PROBLEM STATEMENT - Copy out every one of the lines below word for word, in the same order.

EXTRACTED ENTRIES -
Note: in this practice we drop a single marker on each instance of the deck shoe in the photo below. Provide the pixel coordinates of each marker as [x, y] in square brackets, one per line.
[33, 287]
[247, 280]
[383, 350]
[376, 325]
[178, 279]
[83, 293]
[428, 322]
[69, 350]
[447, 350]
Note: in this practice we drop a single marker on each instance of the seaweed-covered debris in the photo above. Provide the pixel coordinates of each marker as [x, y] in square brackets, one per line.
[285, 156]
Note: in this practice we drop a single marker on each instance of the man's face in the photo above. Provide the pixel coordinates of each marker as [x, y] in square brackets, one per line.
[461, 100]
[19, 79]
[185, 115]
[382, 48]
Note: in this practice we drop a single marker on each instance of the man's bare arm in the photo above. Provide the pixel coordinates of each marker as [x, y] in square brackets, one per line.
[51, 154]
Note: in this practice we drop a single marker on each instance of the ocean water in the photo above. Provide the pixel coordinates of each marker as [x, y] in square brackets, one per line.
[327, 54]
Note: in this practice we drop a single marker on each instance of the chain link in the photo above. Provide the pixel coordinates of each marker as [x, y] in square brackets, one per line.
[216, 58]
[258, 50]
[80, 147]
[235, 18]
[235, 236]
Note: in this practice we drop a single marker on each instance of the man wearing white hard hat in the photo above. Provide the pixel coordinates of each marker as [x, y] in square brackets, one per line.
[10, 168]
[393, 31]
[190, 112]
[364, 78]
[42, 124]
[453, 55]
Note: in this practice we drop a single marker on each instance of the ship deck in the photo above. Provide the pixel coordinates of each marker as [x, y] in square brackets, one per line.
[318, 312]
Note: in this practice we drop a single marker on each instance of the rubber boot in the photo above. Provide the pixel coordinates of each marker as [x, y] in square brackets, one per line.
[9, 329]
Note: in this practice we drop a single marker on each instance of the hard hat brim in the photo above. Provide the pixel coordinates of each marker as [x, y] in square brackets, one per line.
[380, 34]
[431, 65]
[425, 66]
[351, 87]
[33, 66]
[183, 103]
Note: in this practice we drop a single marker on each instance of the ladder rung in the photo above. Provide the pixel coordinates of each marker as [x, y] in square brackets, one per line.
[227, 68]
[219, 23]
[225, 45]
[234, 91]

RESULT FOR THIS EXERCISE -
Note: in this practice we drop a single marker on each instance of the deck shoe in the photo below. Provide the pixel coordinates of each marker as [x, y] in square brackets, one per line.
[33, 287]
[247, 280]
[383, 350]
[376, 325]
[178, 279]
[83, 293]
[428, 322]
[69, 350]
[447, 350]
Note: in this practice we drop a single marker on each instance of the seaweed-covered debris in the photo above. Provide the pixel coordinates of each marker as [x, y] in square brackets, one per line.
[285, 156]
Note: in this practice we drop a single marker on each instance of the man's face in the photo above. Provide the pixel coordinates of each marker as [x, y] in square brackets, one per line.
[461, 100]
[19, 79]
[185, 115]
[382, 48]
Note: in this practice we drop a single marker on each instance of the man's bare arm in the photo above. Provide the pixel coordinates of each marker as [x, y] in square brackets, one per line.
[51, 154]
Note: in this practice we drop a single marker on each instance of the ocean water in the photo above. Provide the pixel coordinates of each marker as [x, y] in square brackets, one per line.
[327, 54]
Note: in this practice we drop a single marker on each instance of the chain link in the photo above. Provide the pixel coordinates of each marker as [x, y] in square brackets, one per line.
[216, 58]
[258, 50]
[80, 147]
[235, 18]
[235, 236]
Note: in this practice we drop a single marker on each instance of the man wearing white hard hat in the photo above. Provide the pixel coordinates of each marker as [x, y] in square brackets, one per line.
[10, 168]
[393, 31]
[190, 112]
[364, 78]
[42, 124]
[453, 55]
Note: in this practice we drop a single marker on each instance of the ship deck in the photo above. Provide the pixel coordinates of each marker as [x, y] in square brackets, one per line.
[318, 312]
Note: in this practice we drop a single marker on each instance of the rubber boot in the photo above. Provide the pixel coordinates of each marker as [x, y] in square brackets, one per line.
[9, 329]
Note: in this practice we drop a single marker on each instance of the hard hat brim in the photo above. Provide the pixel coordinates of each marker as [x, y] in square brackets, one per line.
[380, 34]
[431, 65]
[425, 66]
[351, 87]
[33, 66]
[183, 103]
Note: in this practice we drop a single marker on each instance of the ladder rung in the photo above. Provide the pixel coordinates of each marker as [x, y] in square brackets, one per line.
[227, 68]
[219, 23]
[225, 45]
[234, 91]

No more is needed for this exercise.